Information provided:
------------------------------------
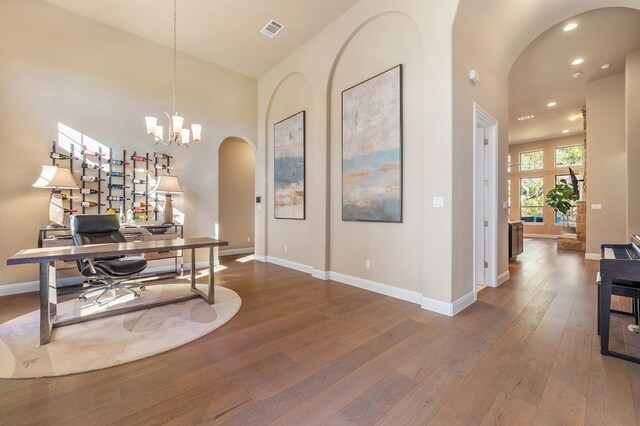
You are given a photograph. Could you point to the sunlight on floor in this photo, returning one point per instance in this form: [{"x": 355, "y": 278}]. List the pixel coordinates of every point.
[{"x": 245, "y": 259}]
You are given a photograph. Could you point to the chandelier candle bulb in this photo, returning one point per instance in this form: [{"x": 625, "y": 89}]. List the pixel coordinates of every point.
[
  {"x": 90, "y": 179},
  {"x": 88, "y": 191},
  {"x": 58, "y": 156},
  {"x": 151, "y": 124},
  {"x": 185, "y": 134},
  {"x": 176, "y": 122},
  {"x": 196, "y": 131}
]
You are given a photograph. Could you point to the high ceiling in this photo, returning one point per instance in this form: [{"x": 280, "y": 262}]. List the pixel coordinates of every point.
[
  {"x": 222, "y": 32},
  {"x": 543, "y": 71}
]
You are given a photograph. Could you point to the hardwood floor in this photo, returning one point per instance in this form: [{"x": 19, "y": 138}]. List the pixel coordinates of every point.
[{"x": 303, "y": 352}]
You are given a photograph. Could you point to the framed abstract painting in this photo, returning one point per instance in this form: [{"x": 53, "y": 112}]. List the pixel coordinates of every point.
[
  {"x": 289, "y": 170},
  {"x": 372, "y": 149}
]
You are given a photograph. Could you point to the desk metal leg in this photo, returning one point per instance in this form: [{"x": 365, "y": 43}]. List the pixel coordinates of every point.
[
  {"x": 209, "y": 296},
  {"x": 48, "y": 300},
  {"x": 193, "y": 270}
]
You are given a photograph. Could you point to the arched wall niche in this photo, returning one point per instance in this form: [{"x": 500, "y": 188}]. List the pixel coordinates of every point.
[
  {"x": 380, "y": 43},
  {"x": 290, "y": 240},
  {"x": 236, "y": 189}
]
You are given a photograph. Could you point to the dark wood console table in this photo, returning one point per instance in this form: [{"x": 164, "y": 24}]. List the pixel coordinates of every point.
[{"x": 47, "y": 258}]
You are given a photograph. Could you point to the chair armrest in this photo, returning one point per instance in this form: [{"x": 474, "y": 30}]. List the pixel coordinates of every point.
[{"x": 92, "y": 268}]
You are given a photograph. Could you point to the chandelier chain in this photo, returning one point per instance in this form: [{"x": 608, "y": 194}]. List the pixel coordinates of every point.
[
  {"x": 177, "y": 134},
  {"x": 175, "y": 46}
]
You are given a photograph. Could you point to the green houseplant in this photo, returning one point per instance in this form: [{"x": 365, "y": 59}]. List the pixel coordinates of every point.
[{"x": 561, "y": 199}]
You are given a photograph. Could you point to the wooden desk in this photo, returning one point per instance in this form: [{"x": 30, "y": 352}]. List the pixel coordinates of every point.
[{"x": 47, "y": 258}]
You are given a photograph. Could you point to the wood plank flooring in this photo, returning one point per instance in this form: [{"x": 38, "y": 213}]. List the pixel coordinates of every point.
[{"x": 302, "y": 351}]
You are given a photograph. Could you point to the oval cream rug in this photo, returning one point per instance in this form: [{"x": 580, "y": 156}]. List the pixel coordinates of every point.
[{"x": 113, "y": 340}]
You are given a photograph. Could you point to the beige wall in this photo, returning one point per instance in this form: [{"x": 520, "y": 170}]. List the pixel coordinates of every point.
[
  {"x": 491, "y": 95},
  {"x": 548, "y": 173},
  {"x": 397, "y": 41},
  {"x": 291, "y": 97},
  {"x": 632, "y": 98},
  {"x": 59, "y": 67},
  {"x": 236, "y": 208},
  {"x": 371, "y": 37},
  {"x": 606, "y": 163}
]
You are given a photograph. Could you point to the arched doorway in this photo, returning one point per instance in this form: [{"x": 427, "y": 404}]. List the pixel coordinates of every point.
[{"x": 236, "y": 191}]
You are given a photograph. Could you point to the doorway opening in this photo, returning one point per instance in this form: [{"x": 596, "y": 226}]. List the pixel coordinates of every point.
[
  {"x": 485, "y": 154},
  {"x": 236, "y": 191}
]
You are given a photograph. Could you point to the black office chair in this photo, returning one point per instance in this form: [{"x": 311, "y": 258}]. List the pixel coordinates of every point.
[{"x": 107, "y": 273}]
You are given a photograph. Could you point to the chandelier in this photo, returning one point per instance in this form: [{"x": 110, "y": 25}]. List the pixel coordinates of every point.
[{"x": 177, "y": 134}]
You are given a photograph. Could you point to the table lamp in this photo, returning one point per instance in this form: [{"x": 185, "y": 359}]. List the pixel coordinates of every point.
[
  {"x": 167, "y": 185},
  {"x": 56, "y": 179}
]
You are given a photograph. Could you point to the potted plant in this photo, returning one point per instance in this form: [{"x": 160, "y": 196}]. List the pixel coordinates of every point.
[{"x": 561, "y": 199}]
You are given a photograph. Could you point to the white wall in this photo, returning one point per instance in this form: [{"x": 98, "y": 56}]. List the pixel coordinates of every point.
[
  {"x": 374, "y": 35},
  {"x": 632, "y": 101},
  {"x": 291, "y": 97},
  {"x": 491, "y": 94},
  {"x": 606, "y": 163},
  {"x": 56, "y": 66}
]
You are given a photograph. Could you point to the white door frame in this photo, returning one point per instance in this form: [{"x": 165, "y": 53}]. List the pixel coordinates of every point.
[{"x": 485, "y": 171}]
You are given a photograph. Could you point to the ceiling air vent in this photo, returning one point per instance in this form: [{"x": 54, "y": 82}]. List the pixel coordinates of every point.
[{"x": 272, "y": 28}]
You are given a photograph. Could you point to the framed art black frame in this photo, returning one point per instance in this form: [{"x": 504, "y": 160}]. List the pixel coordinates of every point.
[
  {"x": 289, "y": 156},
  {"x": 372, "y": 164}
]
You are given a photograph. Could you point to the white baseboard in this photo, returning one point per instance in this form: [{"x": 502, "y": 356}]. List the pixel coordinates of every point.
[
  {"x": 321, "y": 275},
  {"x": 289, "y": 264},
  {"x": 503, "y": 278},
  {"x": 592, "y": 256},
  {"x": 464, "y": 302},
  {"x": 376, "y": 287},
  {"x": 231, "y": 252},
  {"x": 555, "y": 237},
  {"x": 437, "y": 306}
]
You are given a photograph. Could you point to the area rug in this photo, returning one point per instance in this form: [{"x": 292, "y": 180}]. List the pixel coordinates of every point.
[{"x": 111, "y": 341}]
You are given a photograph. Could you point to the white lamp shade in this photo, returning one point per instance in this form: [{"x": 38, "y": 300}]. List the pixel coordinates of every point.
------------------------------------
Written task:
All the records need to be repeated exactly, with the images dropped.

Answer to this task:
You are given a photograph. Could you point to the sunlight on floor in this photo, returning one point per instance in this form: [{"x": 355, "y": 278}]. List the pixel coordinates of every point.
[{"x": 245, "y": 259}]
You are given a photograph. Could you point to the chandelier candle bulb in this photo, returning one point per instance in this form: [{"x": 625, "y": 89}]. List the pixel coordinates of every point.
[
  {"x": 90, "y": 179},
  {"x": 88, "y": 191},
  {"x": 58, "y": 156},
  {"x": 151, "y": 124},
  {"x": 185, "y": 134},
  {"x": 176, "y": 122},
  {"x": 196, "y": 131}
]
You are given a photograph. Could you point to the high ceiling in this photo, returning one point per instance in this form: [{"x": 280, "y": 262}]. List the pixel coordinates of every point.
[
  {"x": 222, "y": 32},
  {"x": 543, "y": 71}
]
You are given a photograph. Could you point to the hardwood floor in this photo, returning one point per instance in this form: [{"x": 19, "y": 138}]. List the pixel coordinates of every point.
[{"x": 303, "y": 352}]
You are given a photograph. Could you point to the framed abstract painting in this photo, returning one point per instance in this form: [{"x": 53, "y": 112}]. List the pixel coordinates of every point.
[
  {"x": 289, "y": 170},
  {"x": 372, "y": 149}
]
You are given a photograph. Could you point to the desk metal leg in this photo, returning one point per instance in this form: [{"x": 365, "y": 43}]. List the pixel coordinates of every point.
[
  {"x": 209, "y": 296},
  {"x": 48, "y": 300},
  {"x": 193, "y": 270}
]
You are given a photograph. Could you point to the arched wall niche in this photo, returning one point per instance in this form: [{"x": 500, "y": 188}]. List the pixel coordinates of every point.
[
  {"x": 380, "y": 43},
  {"x": 290, "y": 240},
  {"x": 236, "y": 189}
]
You are given a photograph. Could you point to the dark wood console table in this photo, returning one point per instance in this form: [{"x": 164, "y": 24}]. List the pixel coordinates of every point.
[{"x": 47, "y": 258}]
You are given a photograph. Could you point to the chair armrest in this photo, returning one point per instance in this form: [{"x": 474, "y": 30}]. List the pixel coordinates of every point.
[{"x": 92, "y": 268}]
You are given a photograph. Could you point to the chandelier chain in this photo, returning one point per instance in this form: [{"x": 608, "y": 194}]. List the pixel coordinates of every point.
[
  {"x": 177, "y": 134},
  {"x": 175, "y": 46}
]
You are given a photograph. Could you point to the green houseplant in this photo, returning one point per instance in this form: [{"x": 365, "y": 59}]. List the pixel coordinates of every point.
[{"x": 561, "y": 199}]
You are given a photograph. Could you point to the wooden desk in this photo, returning one point per instance in this form: [{"x": 30, "y": 352}]. List the pixel coordinates of every point.
[{"x": 47, "y": 258}]
You are given a photograph. Could you point to the wood plank flooring in this photo, returning one point per instance in this form: [{"x": 38, "y": 213}]. List the pixel coordinates of every point.
[{"x": 302, "y": 351}]
You are given a photograph. Could you point to the oval cream rug in this photo, returning one point per instance in this form: [{"x": 580, "y": 156}]. List the pixel coordinates of every point.
[{"x": 113, "y": 340}]
You are given a photograph. Could you point to the beige wall in this photo, returning one point per instance in this form: [{"x": 520, "y": 170}]. List the pixel coordinates of every point.
[
  {"x": 491, "y": 95},
  {"x": 548, "y": 173},
  {"x": 397, "y": 41},
  {"x": 291, "y": 97},
  {"x": 632, "y": 98},
  {"x": 59, "y": 67},
  {"x": 236, "y": 208},
  {"x": 371, "y": 37},
  {"x": 606, "y": 163}
]
You are given a photograph. Could you point to the arched doorway in this photo, returning one point per instance in this form: [{"x": 427, "y": 404}]. List the pixel coordinates of every point.
[{"x": 236, "y": 191}]
You are given a photograph. Could you point to the doorway opening in this photo, returning one point per instance in this form: [{"x": 596, "y": 226}]. List the pixel coordinates of every point.
[
  {"x": 485, "y": 154},
  {"x": 236, "y": 191}
]
You are given a photograph. Could you point to the black office chair in this photo, returning one point per instance in this form: [{"x": 311, "y": 258}]. List the pixel coordinates of every point.
[{"x": 107, "y": 273}]
You are given a photograph. Could you point to the chandelier in this photo, returning one point per instance in this form: [{"x": 110, "y": 25}]. List the pixel coordinates of every point.
[{"x": 177, "y": 134}]
You are given a photograph. Could you point to the table lamp in this photo, returning one point per instance in this form: [{"x": 185, "y": 359}]. List the pixel coordinates of every point.
[
  {"x": 167, "y": 185},
  {"x": 56, "y": 179}
]
You are given a photograph. Could you point to the potted plant in this photo, returning one point per instance in this form: [{"x": 160, "y": 196}]. List the pixel coordinates of every point.
[{"x": 561, "y": 199}]
You are given a photograph. Could you point to the white wall in this photo, returning one point per instance in this form: [{"x": 98, "y": 56}]. List the pixel coordinates of every point.
[
  {"x": 374, "y": 35},
  {"x": 632, "y": 101},
  {"x": 291, "y": 97},
  {"x": 491, "y": 94},
  {"x": 606, "y": 163},
  {"x": 56, "y": 66}
]
You are given a photograph. Could you point to the white door frame in this photo, returning one point per instance in this form: [{"x": 165, "y": 53}]. List the pixel coordinates of every point.
[{"x": 485, "y": 171}]
You are given a photograph. Could you point to the ceiling air vent in this photo, returning one point per instance in this form: [{"x": 54, "y": 82}]. List the pixel coordinates of every point.
[{"x": 272, "y": 28}]
You are given a photograph. Could you point to the framed art black frame in this photo, returning one point per instance in this form: [{"x": 504, "y": 160}]. List the pixel coordinates of every point.
[
  {"x": 289, "y": 156},
  {"x": 372, "y": 164}
]
You are given a photograph. Could you point to the white baseboard in this photo, returning one point per instance in this form: [{"x": 502, "y": 356}]. List the pixel coordinates of every point.
[
  {"x": 321, "y": 275},
  {"x": 289, "y": 264},
  {"x": 503, "y": 278},
  {"x": 592, "y": 256},
  {"x": 464, "y": 302},
  {"x": 376, "y": 287},
  {"x": 231, "y": 252},
  {"x": 555, "y": 237},
  {"x": 437, "y": 306}
]
You are given a photograph. Could you point to the area rug in this photo, returning one point per instance in this form: [{"x": 292, "y": 180}]. List the pixel coordinates of every point.
[{"x": 111, "y": 341}]
You are given a photograph. Could you point to the white lamp shade in this photo, returning one point per instance in this form: [{"x": 38, "y": 300}]. List the pixel coordinates of every point.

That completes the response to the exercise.